◆ **Document excerpt**
Tons of food gets thrown away each year because the expiration date has passed. Researchers from Eindhoven University of Technology, Universitá di Catania, CEA-Liten, and STMicroelectronics got together to stop this problem, proposing a solution centered on a brand new invention: a plastic analog-digital converter (ADC).
A plastic analog-to-digital converter (ADC).
The technology was presented at the recent International Solid-State Circuits Conference (ISSCC) in San Francisco. While it is impressive to see a sensor circuit made of plastic, what’s even more noteworthy is the fact that it costs approximately one cent to manufacture. The circuit would be provided to producers to be included in their packaging to monitor the various levels of food that dictate freshness. This information could then be read using a scanner on a mobile phone to show the freshness of the food.
“In principle that's all already possible, using standard silicon ICs,” says researcher Eugenio Cantatore of Eindhoven University of Technology. “The only problem is they're too expensive. They easily cost ten cents. And that cost is too much for a one euro bag of crisps. We're now developing electronic devices that are made from plastic rather than silicon. The advantage is you can easily include these plastic sensors in plastic packaging.”

◆ **Given entries**
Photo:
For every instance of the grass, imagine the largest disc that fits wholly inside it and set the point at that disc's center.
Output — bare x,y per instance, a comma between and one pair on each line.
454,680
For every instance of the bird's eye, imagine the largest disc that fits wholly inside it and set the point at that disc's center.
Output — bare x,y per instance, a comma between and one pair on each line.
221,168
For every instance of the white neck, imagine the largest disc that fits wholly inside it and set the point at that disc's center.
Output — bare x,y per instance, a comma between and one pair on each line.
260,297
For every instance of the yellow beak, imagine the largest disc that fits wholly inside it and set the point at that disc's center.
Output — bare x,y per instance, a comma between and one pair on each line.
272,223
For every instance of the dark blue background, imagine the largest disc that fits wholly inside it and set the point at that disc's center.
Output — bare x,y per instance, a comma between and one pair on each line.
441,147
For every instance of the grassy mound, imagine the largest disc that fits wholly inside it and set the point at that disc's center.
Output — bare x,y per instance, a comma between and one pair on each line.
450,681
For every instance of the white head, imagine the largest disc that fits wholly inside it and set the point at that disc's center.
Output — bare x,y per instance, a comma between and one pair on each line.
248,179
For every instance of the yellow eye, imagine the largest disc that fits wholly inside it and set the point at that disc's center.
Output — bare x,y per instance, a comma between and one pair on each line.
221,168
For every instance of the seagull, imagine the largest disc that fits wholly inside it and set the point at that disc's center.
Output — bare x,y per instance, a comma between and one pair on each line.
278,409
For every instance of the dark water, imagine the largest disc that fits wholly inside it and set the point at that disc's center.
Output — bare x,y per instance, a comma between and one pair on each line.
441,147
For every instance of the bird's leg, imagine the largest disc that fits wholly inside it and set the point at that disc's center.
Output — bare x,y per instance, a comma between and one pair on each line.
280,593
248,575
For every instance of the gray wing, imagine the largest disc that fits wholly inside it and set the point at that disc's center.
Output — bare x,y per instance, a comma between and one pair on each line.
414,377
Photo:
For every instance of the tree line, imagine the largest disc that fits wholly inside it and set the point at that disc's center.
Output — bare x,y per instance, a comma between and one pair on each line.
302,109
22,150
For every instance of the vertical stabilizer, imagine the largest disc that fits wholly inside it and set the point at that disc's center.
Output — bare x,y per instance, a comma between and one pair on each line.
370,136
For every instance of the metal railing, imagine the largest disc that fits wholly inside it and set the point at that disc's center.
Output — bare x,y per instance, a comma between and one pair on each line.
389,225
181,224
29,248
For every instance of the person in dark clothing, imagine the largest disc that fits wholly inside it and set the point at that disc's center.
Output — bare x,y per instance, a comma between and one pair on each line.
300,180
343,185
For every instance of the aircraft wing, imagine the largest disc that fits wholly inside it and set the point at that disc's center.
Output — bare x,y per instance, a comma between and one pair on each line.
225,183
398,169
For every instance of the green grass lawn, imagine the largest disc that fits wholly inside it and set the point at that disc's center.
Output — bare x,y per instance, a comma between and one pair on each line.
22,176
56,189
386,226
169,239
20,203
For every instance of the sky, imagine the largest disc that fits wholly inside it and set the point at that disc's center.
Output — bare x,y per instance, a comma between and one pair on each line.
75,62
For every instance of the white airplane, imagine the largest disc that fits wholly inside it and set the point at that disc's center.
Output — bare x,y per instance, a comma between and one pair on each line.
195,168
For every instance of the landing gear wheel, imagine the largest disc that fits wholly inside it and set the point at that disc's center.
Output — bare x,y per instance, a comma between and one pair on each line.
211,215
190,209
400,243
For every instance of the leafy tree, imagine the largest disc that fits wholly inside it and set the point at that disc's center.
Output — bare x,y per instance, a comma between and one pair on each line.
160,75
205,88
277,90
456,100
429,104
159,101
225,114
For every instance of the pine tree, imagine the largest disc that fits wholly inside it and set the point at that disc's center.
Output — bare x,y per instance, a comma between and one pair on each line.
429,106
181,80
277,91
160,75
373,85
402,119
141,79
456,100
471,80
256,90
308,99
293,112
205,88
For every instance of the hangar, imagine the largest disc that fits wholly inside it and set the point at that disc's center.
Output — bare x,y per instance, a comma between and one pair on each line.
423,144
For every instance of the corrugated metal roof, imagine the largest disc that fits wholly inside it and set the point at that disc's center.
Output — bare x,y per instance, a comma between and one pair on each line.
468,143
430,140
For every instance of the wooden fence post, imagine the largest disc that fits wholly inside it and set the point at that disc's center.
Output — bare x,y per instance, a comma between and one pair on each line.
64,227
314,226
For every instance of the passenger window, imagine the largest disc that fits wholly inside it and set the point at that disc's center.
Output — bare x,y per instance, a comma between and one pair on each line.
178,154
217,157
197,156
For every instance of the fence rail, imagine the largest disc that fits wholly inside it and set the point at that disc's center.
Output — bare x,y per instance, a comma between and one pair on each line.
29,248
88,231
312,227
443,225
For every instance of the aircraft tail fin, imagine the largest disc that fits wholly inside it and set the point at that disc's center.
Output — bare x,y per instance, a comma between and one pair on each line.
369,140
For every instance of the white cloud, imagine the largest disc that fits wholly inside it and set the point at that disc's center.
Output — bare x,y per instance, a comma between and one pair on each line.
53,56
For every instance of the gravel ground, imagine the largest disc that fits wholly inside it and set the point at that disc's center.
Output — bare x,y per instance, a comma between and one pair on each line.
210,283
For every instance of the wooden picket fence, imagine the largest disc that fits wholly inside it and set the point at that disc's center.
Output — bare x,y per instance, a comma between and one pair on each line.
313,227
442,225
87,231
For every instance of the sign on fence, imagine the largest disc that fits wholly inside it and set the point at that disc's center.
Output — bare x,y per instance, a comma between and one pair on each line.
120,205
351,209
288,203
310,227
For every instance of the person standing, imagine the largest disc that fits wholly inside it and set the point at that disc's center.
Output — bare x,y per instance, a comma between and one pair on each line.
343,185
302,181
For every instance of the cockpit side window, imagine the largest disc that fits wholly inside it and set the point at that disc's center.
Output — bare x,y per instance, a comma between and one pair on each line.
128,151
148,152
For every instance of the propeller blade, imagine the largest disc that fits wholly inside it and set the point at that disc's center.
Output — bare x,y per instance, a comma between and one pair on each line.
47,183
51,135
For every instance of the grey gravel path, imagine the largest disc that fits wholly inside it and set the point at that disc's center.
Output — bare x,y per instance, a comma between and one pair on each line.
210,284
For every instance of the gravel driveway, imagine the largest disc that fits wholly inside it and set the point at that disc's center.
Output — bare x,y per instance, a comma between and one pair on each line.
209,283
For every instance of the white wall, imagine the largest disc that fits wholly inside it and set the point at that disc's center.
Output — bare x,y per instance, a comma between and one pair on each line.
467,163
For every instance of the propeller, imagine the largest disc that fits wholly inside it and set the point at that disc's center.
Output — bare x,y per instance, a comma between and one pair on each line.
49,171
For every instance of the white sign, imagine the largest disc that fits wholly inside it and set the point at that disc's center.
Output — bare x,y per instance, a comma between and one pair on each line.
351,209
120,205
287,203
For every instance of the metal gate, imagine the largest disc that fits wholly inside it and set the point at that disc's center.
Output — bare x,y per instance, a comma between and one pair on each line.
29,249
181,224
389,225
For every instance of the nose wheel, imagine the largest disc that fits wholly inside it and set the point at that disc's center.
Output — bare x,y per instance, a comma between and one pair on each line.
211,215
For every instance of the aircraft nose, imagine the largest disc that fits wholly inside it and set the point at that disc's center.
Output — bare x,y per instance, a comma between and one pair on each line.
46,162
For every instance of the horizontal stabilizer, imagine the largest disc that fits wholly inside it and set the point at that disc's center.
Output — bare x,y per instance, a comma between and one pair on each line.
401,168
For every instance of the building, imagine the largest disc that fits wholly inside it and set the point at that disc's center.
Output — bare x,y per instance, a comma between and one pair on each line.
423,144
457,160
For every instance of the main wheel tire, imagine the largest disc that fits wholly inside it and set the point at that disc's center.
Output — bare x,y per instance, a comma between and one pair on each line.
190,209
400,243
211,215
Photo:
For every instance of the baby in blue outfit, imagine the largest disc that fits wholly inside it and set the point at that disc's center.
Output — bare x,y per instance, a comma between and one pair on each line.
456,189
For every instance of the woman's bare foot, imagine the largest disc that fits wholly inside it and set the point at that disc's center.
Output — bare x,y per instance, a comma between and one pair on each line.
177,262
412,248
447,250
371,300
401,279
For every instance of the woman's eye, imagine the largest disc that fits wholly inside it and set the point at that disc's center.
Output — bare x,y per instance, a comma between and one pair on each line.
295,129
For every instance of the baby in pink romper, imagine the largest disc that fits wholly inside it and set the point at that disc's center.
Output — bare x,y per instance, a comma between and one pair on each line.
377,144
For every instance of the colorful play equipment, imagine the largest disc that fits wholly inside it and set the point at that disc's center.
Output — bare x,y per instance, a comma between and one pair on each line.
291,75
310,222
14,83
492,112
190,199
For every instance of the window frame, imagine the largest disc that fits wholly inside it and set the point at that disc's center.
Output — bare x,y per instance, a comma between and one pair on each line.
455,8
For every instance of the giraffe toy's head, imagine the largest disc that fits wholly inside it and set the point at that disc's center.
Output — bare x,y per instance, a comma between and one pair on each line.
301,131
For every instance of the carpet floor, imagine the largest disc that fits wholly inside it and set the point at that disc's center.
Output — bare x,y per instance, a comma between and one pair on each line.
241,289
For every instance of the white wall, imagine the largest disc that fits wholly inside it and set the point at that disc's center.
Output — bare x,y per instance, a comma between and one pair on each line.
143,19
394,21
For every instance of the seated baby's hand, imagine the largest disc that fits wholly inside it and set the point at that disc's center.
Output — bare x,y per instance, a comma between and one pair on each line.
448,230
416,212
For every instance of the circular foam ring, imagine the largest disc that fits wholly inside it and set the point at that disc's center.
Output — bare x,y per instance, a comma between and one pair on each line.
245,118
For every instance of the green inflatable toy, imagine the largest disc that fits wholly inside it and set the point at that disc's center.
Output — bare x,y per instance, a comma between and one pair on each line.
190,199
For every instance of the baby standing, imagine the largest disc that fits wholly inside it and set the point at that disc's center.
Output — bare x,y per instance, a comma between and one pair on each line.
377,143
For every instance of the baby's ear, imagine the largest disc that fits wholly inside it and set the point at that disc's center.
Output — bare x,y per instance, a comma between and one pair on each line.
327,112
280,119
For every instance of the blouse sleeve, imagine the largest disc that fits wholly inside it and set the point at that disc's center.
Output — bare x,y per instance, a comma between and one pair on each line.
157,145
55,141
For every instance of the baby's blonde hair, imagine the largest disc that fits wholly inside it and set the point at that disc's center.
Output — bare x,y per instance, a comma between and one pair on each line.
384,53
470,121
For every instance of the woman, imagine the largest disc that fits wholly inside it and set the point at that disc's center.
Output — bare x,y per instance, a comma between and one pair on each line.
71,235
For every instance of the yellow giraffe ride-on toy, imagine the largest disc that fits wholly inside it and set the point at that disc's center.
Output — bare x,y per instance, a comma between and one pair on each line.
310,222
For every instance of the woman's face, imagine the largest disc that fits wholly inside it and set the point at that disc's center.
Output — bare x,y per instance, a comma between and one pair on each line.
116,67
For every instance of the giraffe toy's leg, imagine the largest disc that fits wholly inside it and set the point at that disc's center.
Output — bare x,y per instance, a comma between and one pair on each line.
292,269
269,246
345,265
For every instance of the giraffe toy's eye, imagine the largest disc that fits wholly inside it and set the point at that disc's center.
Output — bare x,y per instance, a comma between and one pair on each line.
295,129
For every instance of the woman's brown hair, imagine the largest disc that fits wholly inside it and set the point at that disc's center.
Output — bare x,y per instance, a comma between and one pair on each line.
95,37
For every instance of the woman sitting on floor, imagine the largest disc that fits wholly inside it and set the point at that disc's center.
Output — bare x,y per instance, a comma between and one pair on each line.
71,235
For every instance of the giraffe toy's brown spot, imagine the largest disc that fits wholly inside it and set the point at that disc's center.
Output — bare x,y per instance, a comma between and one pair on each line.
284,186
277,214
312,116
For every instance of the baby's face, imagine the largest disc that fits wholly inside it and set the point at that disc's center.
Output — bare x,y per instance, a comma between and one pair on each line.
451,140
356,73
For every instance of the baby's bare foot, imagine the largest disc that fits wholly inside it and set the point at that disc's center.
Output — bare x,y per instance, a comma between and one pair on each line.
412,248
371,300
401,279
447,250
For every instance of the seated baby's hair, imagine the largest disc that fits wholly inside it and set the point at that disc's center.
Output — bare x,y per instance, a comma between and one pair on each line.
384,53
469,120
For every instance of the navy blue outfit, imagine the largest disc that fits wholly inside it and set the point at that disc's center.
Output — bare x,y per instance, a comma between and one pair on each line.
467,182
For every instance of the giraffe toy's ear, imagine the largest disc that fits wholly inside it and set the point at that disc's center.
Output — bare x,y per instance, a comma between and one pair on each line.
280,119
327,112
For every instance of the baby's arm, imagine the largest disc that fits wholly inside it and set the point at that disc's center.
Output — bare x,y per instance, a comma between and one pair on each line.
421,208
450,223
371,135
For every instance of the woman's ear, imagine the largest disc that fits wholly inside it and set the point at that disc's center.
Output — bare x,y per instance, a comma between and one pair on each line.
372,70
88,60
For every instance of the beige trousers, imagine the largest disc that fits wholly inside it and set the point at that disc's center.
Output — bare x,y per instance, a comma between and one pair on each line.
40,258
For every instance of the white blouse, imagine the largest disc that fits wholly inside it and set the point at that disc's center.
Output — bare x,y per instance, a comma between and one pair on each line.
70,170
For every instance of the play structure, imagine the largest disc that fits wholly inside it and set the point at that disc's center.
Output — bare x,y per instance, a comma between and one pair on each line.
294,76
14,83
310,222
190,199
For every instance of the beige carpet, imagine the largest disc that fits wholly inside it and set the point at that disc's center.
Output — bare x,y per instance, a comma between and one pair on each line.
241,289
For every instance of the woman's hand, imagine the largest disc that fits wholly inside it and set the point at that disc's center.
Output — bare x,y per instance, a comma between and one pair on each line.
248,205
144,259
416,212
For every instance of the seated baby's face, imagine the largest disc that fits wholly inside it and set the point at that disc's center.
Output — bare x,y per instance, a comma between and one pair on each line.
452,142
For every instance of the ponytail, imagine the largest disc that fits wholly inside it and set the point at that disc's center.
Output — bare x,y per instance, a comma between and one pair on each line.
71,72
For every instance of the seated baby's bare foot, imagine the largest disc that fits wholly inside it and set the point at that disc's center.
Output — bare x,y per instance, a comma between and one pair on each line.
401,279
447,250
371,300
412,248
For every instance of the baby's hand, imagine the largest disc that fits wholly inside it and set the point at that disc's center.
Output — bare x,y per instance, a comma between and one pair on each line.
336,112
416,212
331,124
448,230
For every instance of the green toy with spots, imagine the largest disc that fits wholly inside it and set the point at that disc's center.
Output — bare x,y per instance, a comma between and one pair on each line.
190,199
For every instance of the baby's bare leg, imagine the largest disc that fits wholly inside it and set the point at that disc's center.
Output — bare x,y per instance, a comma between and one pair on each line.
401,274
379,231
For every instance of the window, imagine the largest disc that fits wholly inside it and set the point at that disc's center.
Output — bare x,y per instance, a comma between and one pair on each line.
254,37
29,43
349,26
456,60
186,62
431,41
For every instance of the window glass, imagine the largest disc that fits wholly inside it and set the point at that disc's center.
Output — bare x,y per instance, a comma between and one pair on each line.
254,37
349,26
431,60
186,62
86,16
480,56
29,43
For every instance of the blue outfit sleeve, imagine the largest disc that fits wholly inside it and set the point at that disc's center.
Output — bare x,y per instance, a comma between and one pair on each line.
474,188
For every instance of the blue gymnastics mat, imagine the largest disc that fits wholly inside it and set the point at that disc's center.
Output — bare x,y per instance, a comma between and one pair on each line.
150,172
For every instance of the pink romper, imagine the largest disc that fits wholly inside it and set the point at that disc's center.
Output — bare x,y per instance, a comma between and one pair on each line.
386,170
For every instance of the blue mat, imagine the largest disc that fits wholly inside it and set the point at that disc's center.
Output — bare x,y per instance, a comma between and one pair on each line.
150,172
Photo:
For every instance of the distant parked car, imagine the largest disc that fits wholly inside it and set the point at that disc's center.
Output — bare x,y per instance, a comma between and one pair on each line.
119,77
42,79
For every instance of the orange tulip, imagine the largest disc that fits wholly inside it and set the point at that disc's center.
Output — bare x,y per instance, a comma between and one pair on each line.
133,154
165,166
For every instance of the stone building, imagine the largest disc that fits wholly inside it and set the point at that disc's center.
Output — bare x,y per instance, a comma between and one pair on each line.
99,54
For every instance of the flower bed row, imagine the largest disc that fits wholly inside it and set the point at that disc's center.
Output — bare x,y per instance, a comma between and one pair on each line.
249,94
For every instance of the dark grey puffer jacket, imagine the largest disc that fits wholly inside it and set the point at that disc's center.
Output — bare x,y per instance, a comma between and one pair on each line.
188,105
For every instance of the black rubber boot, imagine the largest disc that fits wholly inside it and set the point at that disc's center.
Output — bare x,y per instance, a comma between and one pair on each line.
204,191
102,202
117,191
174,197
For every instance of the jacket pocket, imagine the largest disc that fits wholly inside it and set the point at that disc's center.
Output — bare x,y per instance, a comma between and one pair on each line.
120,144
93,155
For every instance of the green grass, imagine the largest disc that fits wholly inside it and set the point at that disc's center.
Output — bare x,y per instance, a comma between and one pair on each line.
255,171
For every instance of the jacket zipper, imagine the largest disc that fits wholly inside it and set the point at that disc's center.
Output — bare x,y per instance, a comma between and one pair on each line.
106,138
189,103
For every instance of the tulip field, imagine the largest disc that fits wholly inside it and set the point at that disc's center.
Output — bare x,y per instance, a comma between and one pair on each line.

◆ **Tasks**
(1) In the passage about the plastic analog-to-digital converter, approximately how much does the circuit cost to manufacture?
(2) Extend the passage about the plastic analog-to-digital converter by writing what follows its final sentence.
The items are not needed for this work.

◆ **Answers provided**
(1) Approximately one cent.

(2)
A typical sensor circuit consists of four components: sensor, amplifier, ADC, and radio transmitter. The missing component for the purpose of what the group is proposing here, has always been the plastic ADC.
“Now that we have all of the pieces, we need the integration,” says Cantatore.
Making the plastic ADC was no easy process: The electrical characteristics of normal transistors are highly predictable, but those of plastic transistors vary a great deal. “All plastic transistors behave differently in the low-cost production processes at low temperatures,” explains Cantatore. “That makes it much more difficult to use them in devices. You need complex mathematical models to be able to predict their behavior accurately.”
The final model the researchers came up with includes the following features: it offers a resolution of four bits, a speed of two hertz, and includes more than 100 n- and p-type transistors. A resistance level is on the sensor’s transparent plastic substrates and the carrier mobility of the printed transistors lies above the device’s amorphous silicon.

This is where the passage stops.